▸ WHAT YOU SHOULD DO
Output, exactly and in full, the entries that appear below.

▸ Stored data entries
▼
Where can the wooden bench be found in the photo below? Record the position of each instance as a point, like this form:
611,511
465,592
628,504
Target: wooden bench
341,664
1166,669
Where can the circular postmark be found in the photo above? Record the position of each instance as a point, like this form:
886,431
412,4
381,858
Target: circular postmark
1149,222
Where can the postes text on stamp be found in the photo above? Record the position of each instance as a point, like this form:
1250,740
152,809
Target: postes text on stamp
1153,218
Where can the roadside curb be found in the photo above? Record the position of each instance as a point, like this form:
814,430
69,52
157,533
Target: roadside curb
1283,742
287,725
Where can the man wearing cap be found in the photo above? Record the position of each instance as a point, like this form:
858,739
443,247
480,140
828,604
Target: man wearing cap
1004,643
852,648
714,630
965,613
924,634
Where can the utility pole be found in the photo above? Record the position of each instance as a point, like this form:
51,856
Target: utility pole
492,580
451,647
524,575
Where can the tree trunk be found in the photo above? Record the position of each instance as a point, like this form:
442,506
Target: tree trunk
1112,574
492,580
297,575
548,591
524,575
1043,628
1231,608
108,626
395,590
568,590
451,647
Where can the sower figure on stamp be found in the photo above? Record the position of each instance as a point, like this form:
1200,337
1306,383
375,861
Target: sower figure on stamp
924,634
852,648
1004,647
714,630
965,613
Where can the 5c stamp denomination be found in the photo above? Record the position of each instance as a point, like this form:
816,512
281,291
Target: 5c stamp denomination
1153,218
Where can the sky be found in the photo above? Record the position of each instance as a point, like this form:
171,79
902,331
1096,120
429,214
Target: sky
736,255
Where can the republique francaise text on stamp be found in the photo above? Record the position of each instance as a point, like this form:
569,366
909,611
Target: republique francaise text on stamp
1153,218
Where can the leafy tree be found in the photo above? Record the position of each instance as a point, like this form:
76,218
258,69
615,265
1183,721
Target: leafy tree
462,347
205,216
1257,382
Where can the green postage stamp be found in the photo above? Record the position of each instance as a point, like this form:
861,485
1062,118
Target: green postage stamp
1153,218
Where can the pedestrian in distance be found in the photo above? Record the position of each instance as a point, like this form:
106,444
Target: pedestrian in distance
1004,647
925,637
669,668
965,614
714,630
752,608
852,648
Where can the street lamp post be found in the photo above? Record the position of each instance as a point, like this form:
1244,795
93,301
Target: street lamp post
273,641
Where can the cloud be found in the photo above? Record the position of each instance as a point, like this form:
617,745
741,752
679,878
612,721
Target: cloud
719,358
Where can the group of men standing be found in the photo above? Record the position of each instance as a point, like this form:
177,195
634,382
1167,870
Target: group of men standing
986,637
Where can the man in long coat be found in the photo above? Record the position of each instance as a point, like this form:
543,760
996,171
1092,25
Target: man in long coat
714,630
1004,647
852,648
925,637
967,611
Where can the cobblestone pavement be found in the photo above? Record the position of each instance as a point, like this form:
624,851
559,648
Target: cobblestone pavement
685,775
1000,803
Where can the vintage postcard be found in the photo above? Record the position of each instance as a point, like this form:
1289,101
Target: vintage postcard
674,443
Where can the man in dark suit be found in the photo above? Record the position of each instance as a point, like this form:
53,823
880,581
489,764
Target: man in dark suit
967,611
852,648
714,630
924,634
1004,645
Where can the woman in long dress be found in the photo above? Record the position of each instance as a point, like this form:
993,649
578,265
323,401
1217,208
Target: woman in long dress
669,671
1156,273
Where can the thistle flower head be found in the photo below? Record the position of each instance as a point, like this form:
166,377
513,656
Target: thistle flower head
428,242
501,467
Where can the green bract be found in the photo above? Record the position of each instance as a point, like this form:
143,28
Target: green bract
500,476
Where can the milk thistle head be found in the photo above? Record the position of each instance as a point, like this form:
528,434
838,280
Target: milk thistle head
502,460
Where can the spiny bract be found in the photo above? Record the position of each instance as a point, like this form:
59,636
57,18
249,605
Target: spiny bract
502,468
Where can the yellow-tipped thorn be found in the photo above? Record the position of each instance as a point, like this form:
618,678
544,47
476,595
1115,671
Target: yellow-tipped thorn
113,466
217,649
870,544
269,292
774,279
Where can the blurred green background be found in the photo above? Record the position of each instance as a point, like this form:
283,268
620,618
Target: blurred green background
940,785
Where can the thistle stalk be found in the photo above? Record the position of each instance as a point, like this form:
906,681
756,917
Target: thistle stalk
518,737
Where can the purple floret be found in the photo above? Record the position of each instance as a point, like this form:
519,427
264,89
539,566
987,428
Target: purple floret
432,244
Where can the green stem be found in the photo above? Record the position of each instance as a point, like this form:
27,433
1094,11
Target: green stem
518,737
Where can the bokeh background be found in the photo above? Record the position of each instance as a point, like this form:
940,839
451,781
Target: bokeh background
▲
▸ ANSWER SPACE
Where can the wooden bench be found in the photo below? Record the position of each instance as a point, like this form:
611,511
465,592
628,504
Target: wooden bench
341,664
1166,669
Where can the circular postmark be found in the photo above? Record the position of each instance as a point, like this form:
886,431
412,4
381,858
Target: circular postmark
1149,222
Where can the postes text on stamp be found in the photo above? Record the position of each instance as a point, like this form:
1250,740
152,809
Target: postes text on stamp
1153,218
Where can the roadside curb be found in the photo above? Record the position of each instance as a point, like this form:
814,430
69,52
157,533
Target: roadside curb
1283,742
287,725
Where can the man wearing cap be found in the photo above? Record the position of each instance as a point, like this form:
858,739
443,247
480,140
828,604
Target: man wearing cap
1004,643
852,648
714,630
965,613
924,634
Where can the utility pole be found in the photo above? Record the position of each instance as a point, like this form:
51,856
Target: utility pole
492,580
451,647
524,575
Where can the tree trunk be found in the photo above? Record the position of each instance as a point, like this form:
442,506
Target: tree trunk
1112,574
492,580
297,575
548,591
524,575
1043,628
1231,608
108,626
395,590
568,590
451,647
Where can the sower figure on stamp be found in the photo above? Record the position of each instance as a point, like this form:
1200,337
1306,383
375,861
Target: sower figure on stamp
924,634
852,648
1004,647
714,630
965,613
Where can the 5c stamp denomination be found in the photo above? Record the position of each instance as a point, like this form:
816,512
281,291
Target: 5c stamp denomination
1153,218
Where can the sky be found in the photo above? Record the position of each instance as a point, like this form:
171,79
902,331
1096,120
429,214
Target: sky
736,255
Where can the republique francaise text on stamp be found in the photo above? Record the position of each instance as a point, like this form:
569,366
909,611
Target: republique francaise text on stamp
1153,218
Where can the leafy tree be found in the photo above? Record the position of each instance as a point, like this form:
76,218
258,69
615,265
1183,721
Target: leafy tree
462,347
205,216
1257,382
Where can the green postage stamp be found in the photo above? Record the position of each instance as a point, like this form:
861,485
1062,118
Target: green postage stamp
1153,218
Where can the pedestrian in distance be found in the photo above? Record the position of each instance as a point, like this form:
106,444
Target: pedestrian in distance
1004,647
925,637
669,668
965,614
714,630
752,608
852,648
Where can the street lamp post be found in the photo above? Record the position of each instance as a point, like this form:
1244,795
93,301
Target: street lamp post
273,641
Where can the cloud be found in the photo above? Record the position of each instance as a point, like this form:
617,745
741,752
679,878
612,721
Target: cloud
719,358
Where can the group of men standing be found in the photo above? Record the position of each instance as a point, like this form:
177,195
634,382
1167,870
Target: group of men standing
986,637
Where can the man in long coat be found in the photo above? Record the position of each instance as a point, like this form:
543,760
996,171
1092,25
Target: man in long coat
714,630
1004,647
852,648
925,637
967,611
Where can the cobblestone pavement be found in the photo above? Record the position of each instance as a point, like this form:
624,851
559,648
Target: cobblestone pavement
685,775
1000,803
Where can the vintage postcard be found in the photo above? Record the position of each instance as a point, like this form:
1289,101
Target: vintage postcard
674,443
Where can the man in dark suit be found in the photo above? Record the position of each instance as a point, like this form:
53,823
880,581
489,764
Target: man in dark suit
967,611
852,648
714,630
924,634
1004,645
Where can the woman in long dress be found in the photo above? Record the position of each instance as a point, like this form:
993,649
578,265
323,401
1217,208
Target: woman in long dress
669,671
1156,273
Where can the thistle flower head be found in the photo below? Record the position of each instance as a point, like this form:
166,377
513,656
Target: thistle flower head
428,242
501,467
Where can the green bract be found in the photo above? Record the position of each instance as a point, like this form:
143,28
Target: green bract
500,476
Where can the milk thistle head be found in the photo above? Record the position of each instance as a point, like this form:
528,434
838,280
Target: milk thistle head
502,460
Where can the spiny bract be found in the photo above? Record the position of each instance as a point, like this form:
59,636
57,18
249,605
Target: spiny bract
502,468
Where can the yellow-tipped thorn be found in the photo above? Record the position of each instance as a point, like this form:
618,678
544,47
476,595
1115,671
Target: yellow-tipped thorn
113,466
217,649
870,544
269,292
774,279
Where can the blurred green background be found in the photo above? Record the position of each instance as a point, like this form:
283,268
620,618
Target: blurred green background
940,785
Where can the thistle stalk be found in the photo above? Record the position of each instance as a point, like this form:
906,681
756,917
Target: thistle stalk
518,737
Where can the purple floret be found in the photo above? Record the position of each instance as a point, like this form:
519,427
264,89
539,566
987,428
Target: purple floret
432,244
Where can the green stem be found in the photo above? Record the position of each instance as a point, like this form:
27,433
1094,11
Target: green stem
518,737
Where can the bokeh background be found in the photo above? Record the position of each instance as a point, like this form:
940,839
451,781
Target: bokeh background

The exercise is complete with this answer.